[EXCERPTED TEXT]:
How Cambridge Analytica Mined Data for Voter Influence

Why soliciting personal data with misinformation is a big deal.

Posted Mar 21, 2018

If we look back on the use of social media analytics in Obama’s elections, we might well ask, how is what the Trump campaign tried to do with the research firm Cambridge Analytica any different? Is this about Cambridge Analytica's violation of Facebook policy or is this a bigger deal than that?

In January 2013, I wrote about how President Obama effectively used social media in the 2008 and 2012 presidential campaigns, comparing his team’s social media savvy to Kennedy’s ability to use television.  Where Kennedy had a lot of innate talents such as charisma and good hair that allowed him to project well across the lens onto the TV screens at home, Obama’s team put social psychology to work using social media.  In 2016, Trump's people turned to data.

Pamela Rutledge/Shutterstock
Source: Pamela Rutledge/Shutterstock

We are now in the age of data science.  The ability to scrape data from across multiple social media platforms, capturing user behavior patterns and comments are unprecedented.  It has spawned a huge demand for top-notch data scientists, who are figuring out how to harvest and analyze vast quantities of data, creating algorithms that cull and respond, and building predictive models.  Their toolbox is an impressive mix of machine learning, statistics, robust programming skills and both artificial and natural intelligence—and they are all trying to capture and influence human behavior in evermore nuanced and targeted ways. 

Whatever comparisons between Obama and Trump may arise, they are red herrings.  It is the access to and use of data that is at the center of this very public debate.  This stuff isn't going away.  It will only get more sophisticated and ubiquitous.  It's neither all bad, nor all good.  This is a key teaching moment—an opportunity to better understand some of the key ethical and legal issues around data mining—if we don't fall into the rabbit hole of political finger-pointing.

Still, many will want to draw comparisons.  Four years is literally a lifetime in the evolution of data science.  The capabilities and social climate are both different compared to what was going on in 2008 and certainly 2012.   The tools and ability to scrape and evaluate data are much more sophisticated now—both from a technological and theoretical basis—than what Obama's team was able to use.

[WORK TO COMPLETE]:
- a) In the Cambridge Analytica piece, reproduce the part that opens with the words containing "How Cambridge Analytica" and closes with "deal than that?", changing "Facebook" to "Twitter".
- b) Answer these questions from the Cambridge Analytica piece:
(i) On what date was it posted?
(ii) In what month and year did the writer write about Obama's use of social media?
(iii) What span of time does it call "literally a lifetime" in the evolution of data science?

[RAW DATA]:
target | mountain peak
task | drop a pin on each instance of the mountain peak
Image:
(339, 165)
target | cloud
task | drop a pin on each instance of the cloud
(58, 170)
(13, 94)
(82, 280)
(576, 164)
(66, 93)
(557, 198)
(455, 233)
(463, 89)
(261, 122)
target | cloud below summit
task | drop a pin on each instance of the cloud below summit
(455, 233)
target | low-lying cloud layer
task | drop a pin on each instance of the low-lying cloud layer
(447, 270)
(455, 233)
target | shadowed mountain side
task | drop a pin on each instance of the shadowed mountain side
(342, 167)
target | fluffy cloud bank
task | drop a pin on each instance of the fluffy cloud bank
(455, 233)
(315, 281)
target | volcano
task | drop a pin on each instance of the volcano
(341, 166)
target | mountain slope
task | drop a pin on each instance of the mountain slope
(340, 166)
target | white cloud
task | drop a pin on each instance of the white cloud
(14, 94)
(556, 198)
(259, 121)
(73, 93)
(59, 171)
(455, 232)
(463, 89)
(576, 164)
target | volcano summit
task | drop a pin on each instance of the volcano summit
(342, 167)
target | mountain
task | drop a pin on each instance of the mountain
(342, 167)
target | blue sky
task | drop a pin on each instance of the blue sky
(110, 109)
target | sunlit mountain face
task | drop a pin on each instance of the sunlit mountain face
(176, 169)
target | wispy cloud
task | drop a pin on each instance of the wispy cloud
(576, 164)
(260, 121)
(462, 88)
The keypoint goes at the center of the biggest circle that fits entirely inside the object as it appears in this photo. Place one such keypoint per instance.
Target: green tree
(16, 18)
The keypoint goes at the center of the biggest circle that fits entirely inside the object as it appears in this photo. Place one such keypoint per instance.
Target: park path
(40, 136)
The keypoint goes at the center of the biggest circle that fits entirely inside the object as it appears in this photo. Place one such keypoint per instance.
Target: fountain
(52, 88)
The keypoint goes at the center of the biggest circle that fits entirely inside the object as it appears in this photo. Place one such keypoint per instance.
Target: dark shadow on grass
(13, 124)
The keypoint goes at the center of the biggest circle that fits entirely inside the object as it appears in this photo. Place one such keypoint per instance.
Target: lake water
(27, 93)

[RESPONSES BY TASK]:
- a)
How Cambridge Analytica Mined Data for Voter Influence

Why soliciting personal data with misinformation is a big deal.

Posted Mar 21, 2018

If we look back on the use of social media analytics in Obama’s elections, we might well ask, how is what the Trump campaign tried to do with the research firm Cambridge Analytica any different? Is this about Cambridge Analytica's violation of Twitter policy or is this a bigger deal than that?

- b)
(i) Mar 21, 2018
(ii) January 2013
(iii) Four years